> [Work request]: Write the next part of the text on demonstrating interest to colleges, picking up after its final sentence.

"Demonstrate Interest" Different Ways


Some colleges make a point of saying that they don't follow demonstrated interest. Still, that doesn't mean you shouldn't get on their radar if you are truly interested.


Planning on applying to a particulars schools? Sign up for college mailing lists, usually on the admissions page. If you don't see it, just type "mailing list" in the search line. Yes, you'll begin getting emails, and while you shouldn't interpret these as a lead-in to an offer of admissions, they matter. Your interactions with colleges are tracked by platforms like Slate and Salesforce. Now that "yield management" is a top priority for colleges, opening emails and following schools (including certain academic departments and sports teams) on Instagram is an valuable way to demonstrate interest.


Interviews are not always offered, but take advantage of opportunities when they are available. During the pandemic, admissions reps could not travel to high schools so Zoom interviews became more common. Even though we are getting back to pre-pandemic schedules, many reps still have not resumed their 2019 travel schedules. Reach out and see if they are willing to meet with you--come prepared with questions that cannot be easily answered on the website! Whether the interview is evaluative or informational, be ready to share stories that show who you are and have an enjoyable, relaxed conversation that shows your readiness for college.

> [Natural language region descriptions]:
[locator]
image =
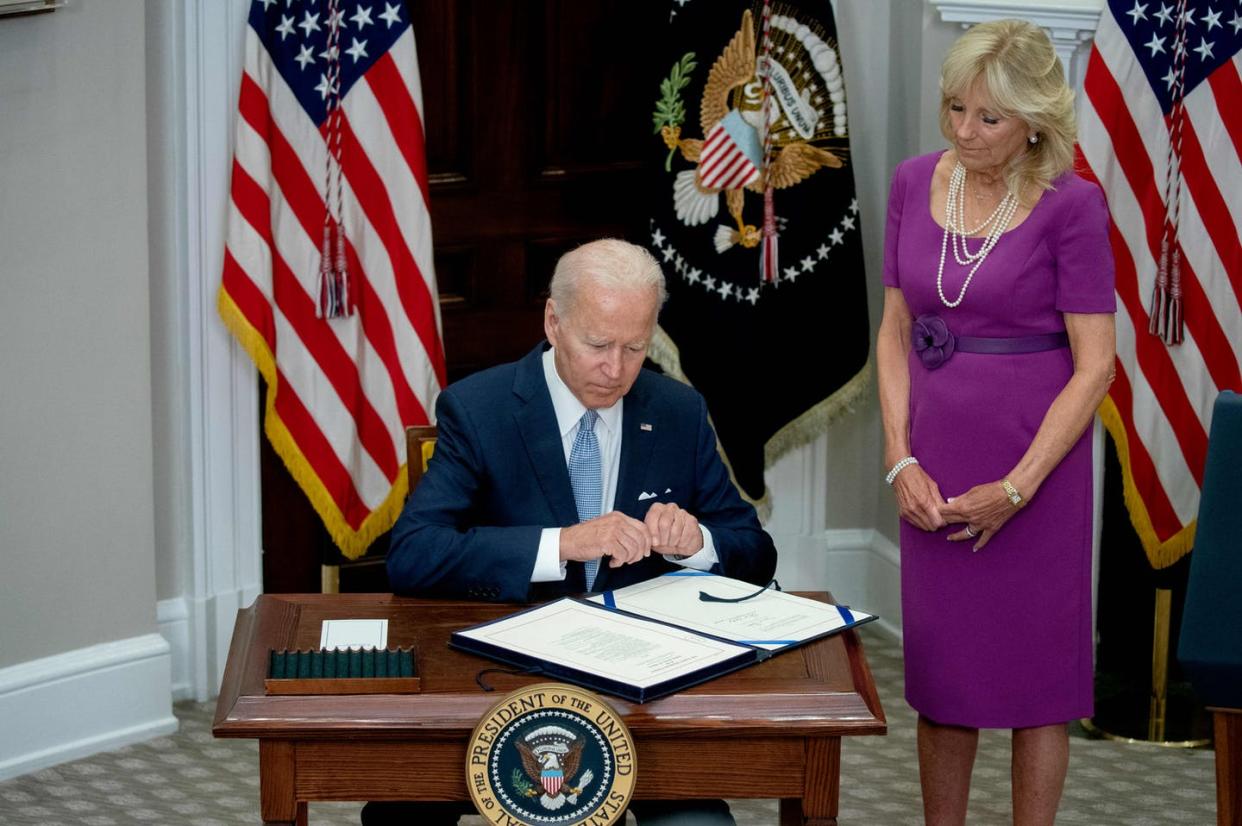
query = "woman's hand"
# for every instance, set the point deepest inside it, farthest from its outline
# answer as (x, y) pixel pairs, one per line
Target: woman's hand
(918, 498)
(984, 509)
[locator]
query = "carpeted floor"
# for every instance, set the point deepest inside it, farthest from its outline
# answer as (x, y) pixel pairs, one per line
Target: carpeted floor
(190, 778)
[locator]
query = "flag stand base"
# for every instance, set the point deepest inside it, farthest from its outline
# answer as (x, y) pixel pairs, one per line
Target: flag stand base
(1173, 719)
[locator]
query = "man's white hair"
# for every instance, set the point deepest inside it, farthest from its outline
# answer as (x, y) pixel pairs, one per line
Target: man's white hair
(607, 262)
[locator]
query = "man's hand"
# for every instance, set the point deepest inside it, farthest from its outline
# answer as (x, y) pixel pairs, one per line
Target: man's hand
(673, 531)
(624, 539)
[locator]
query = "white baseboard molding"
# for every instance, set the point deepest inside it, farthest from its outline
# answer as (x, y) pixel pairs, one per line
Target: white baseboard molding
(77, 703)
(173, 619)
(861, 567)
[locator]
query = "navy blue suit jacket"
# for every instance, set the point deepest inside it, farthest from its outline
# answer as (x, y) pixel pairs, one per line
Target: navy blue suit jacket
(498, 477)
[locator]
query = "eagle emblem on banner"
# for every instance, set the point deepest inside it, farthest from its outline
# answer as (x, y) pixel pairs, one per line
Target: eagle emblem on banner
(802, 78)
(550, 757)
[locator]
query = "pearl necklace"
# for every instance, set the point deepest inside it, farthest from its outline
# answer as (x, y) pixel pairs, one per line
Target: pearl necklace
(955, 226)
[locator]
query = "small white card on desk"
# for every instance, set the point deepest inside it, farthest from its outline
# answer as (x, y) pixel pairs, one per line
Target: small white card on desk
(353, 634)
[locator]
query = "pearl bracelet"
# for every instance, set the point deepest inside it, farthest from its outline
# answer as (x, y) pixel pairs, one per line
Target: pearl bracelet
(897, 468)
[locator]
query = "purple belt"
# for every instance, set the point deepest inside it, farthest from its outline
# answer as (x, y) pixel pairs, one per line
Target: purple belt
(934, 342)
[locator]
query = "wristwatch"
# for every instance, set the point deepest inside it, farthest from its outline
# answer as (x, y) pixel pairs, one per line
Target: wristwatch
(1011, 492)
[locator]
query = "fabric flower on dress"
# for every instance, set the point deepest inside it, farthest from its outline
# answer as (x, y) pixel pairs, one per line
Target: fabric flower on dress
(933, 340)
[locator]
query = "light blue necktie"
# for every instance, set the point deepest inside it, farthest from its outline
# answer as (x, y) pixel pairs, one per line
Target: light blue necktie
(586, 477)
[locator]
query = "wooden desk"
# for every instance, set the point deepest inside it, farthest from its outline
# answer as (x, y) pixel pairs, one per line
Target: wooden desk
(770, 730)
(1228, 765)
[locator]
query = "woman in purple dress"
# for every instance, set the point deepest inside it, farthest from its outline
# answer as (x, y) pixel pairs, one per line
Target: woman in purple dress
(996, 347)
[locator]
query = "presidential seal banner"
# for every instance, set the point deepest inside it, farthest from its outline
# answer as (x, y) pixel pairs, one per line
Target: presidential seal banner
(755, 221)
(552, 754)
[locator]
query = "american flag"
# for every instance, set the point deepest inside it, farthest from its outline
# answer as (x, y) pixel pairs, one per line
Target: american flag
(339, 390)
(1160, 128)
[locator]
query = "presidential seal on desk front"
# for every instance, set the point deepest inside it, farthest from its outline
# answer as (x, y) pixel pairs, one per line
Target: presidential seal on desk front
(550, 754)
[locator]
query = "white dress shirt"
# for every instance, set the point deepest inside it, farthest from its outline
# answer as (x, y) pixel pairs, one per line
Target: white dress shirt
(569, 410)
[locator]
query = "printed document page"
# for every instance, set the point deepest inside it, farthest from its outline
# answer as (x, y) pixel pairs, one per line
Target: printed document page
(604, 642)
(353, 634)
(771, 620)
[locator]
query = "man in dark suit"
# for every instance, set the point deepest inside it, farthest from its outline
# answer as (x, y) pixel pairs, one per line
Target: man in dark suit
(575, 470)
(496, 518)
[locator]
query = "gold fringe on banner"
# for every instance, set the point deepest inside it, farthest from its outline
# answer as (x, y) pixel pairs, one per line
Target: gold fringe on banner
(801, 431)
(352, 543)
(1160, 554)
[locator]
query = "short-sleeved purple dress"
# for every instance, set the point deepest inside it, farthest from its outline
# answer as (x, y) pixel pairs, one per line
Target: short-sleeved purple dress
(1001, 637)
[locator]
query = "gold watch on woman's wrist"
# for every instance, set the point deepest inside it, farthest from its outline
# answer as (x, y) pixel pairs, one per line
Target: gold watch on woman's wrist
(1011, 492)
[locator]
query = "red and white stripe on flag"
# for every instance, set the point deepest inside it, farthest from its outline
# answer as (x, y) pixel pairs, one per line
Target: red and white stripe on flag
(1159, 408)
(342, 390)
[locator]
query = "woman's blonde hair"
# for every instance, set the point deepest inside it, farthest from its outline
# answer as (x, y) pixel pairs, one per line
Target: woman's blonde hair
(1022, 75)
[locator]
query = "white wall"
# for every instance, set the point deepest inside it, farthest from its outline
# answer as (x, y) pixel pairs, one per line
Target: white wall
(77, 590)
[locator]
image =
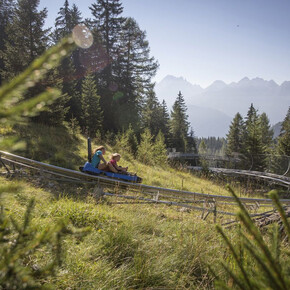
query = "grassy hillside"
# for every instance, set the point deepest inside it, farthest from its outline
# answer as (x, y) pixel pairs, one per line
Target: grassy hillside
(56, 146)
(129, 246)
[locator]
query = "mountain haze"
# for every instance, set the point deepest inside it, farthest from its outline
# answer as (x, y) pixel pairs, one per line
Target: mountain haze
(211, 109)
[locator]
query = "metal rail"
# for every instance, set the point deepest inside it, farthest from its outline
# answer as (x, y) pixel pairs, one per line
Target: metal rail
(116, 184)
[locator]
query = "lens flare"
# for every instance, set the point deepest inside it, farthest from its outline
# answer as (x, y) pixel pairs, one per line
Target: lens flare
(82, 36)
(118, 95)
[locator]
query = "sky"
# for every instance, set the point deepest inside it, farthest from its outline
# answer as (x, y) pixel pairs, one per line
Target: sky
(207, 40)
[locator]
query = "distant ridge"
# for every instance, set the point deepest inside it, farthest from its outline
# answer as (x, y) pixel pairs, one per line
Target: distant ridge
(219, 102)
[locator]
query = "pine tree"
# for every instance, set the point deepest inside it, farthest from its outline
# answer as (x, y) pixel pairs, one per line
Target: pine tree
(202, 148)
(235, 135)
(6, 16)
(179, 125)
(133, 71)
(266, 132)
(132, 140)
(91, 111)
(26, 37)
(70, 68)
(107, 26)
(165, 123)
(191, 142)
(253, 146)
(145, 149)
(284, 137)
(159, 153)
(151, 113)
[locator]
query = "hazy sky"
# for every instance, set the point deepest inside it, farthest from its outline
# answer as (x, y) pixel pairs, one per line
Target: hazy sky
(208, 40)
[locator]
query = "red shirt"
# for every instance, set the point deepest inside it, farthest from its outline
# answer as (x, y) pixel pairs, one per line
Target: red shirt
(113, 162)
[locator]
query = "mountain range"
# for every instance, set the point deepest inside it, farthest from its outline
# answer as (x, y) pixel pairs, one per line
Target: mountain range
(212, 109)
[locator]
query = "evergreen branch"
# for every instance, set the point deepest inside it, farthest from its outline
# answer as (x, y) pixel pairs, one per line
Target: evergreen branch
(259, 239)
(36, 70)
(234, 277)
(236, 257)
(32, 106)
(275, 198)
(252, 249)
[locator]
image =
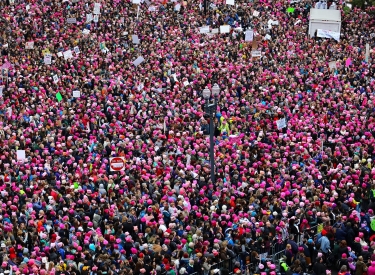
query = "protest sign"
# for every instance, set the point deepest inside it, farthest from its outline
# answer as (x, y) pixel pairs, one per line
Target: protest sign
(256, 53)
(76, 50)
(204, 29)
(71, 20)
(249, 35)
(281, 123)
(76, 93)
(328, 34)
(332, 65)
(348, 62)
(21, 155)
(58, 97)
(96, 8)
(29, 45)
(224, 29)
(45, 51)
(68, 54)
(48, 59)
(138, 61)
(89, 18)
(135, 39)
(367, 53)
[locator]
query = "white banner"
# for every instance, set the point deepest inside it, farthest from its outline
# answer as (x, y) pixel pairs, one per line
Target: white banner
(328, 34)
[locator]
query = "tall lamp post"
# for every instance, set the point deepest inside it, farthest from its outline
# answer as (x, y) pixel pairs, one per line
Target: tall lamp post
(210, 110)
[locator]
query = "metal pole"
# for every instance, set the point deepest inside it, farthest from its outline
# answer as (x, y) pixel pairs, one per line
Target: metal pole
(212, 158)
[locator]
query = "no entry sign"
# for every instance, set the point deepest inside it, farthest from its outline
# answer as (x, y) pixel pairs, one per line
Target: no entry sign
(117, 164)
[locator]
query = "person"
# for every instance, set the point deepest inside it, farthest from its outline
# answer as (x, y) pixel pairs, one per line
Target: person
(371, 269)
(319, 268)
(333, 6)
(360, 267)
(325, 244)
(289, 255)
(343, 271)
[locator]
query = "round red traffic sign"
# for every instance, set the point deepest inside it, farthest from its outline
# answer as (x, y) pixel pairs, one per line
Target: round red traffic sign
(117, 164)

> [Your response]:
Visits are the best way to learn about a college, but only certain schools "care" if you get to campus before you apply. To demonstrate the most interest, ask to sit in on classes and schedule an overnight. While there is no guarantee, showing colleges your love and enthusiasm is a way to distinguish yourself from other students who may have similar GPA's, rigor and test scores. Colleges want to admit students who will choose to attend, and your demonstrated interest lets them know you are serious about enrolling if admitted.